§ **GOAL**
Pull out every line in the stored items below that contains the word "tunic", and copy each one.

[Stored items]
......
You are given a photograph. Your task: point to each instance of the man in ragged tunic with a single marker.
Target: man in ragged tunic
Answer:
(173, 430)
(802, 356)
......
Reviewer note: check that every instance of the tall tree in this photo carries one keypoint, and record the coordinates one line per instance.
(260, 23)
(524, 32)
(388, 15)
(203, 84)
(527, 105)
......
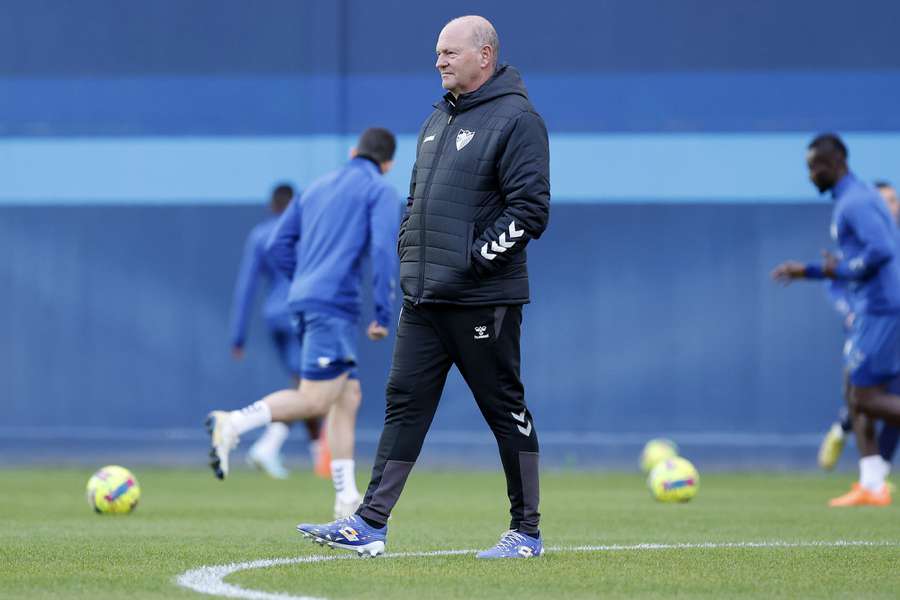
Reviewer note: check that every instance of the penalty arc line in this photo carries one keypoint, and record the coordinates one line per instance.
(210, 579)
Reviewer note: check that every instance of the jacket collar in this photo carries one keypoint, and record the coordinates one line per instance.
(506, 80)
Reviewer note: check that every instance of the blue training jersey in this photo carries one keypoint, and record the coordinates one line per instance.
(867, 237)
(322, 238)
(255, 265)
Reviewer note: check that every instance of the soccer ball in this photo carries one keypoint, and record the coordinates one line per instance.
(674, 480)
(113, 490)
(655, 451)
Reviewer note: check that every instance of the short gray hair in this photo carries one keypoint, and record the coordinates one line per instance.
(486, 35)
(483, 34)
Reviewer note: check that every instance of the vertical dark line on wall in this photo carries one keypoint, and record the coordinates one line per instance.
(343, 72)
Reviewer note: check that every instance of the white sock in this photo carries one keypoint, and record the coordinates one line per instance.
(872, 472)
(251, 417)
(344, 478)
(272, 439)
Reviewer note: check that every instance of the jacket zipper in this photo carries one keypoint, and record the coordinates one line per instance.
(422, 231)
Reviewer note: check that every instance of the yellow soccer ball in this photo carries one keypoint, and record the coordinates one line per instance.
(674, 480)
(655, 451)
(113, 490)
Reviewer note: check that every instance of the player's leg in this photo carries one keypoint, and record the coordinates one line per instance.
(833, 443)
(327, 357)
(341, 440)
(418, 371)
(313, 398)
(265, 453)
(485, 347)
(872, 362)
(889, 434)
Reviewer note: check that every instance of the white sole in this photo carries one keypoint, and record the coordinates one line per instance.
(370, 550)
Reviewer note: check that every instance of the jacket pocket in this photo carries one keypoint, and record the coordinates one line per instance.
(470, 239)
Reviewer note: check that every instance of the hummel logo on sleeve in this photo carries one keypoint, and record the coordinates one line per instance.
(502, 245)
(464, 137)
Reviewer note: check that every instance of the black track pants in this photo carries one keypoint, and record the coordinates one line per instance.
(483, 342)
......
§ **RESULT FOR THIS EXERCISE**
You are given a photograph. Your task: point to each instance of the man in ragged tunic with a single marker.
Target: man in ragged tunic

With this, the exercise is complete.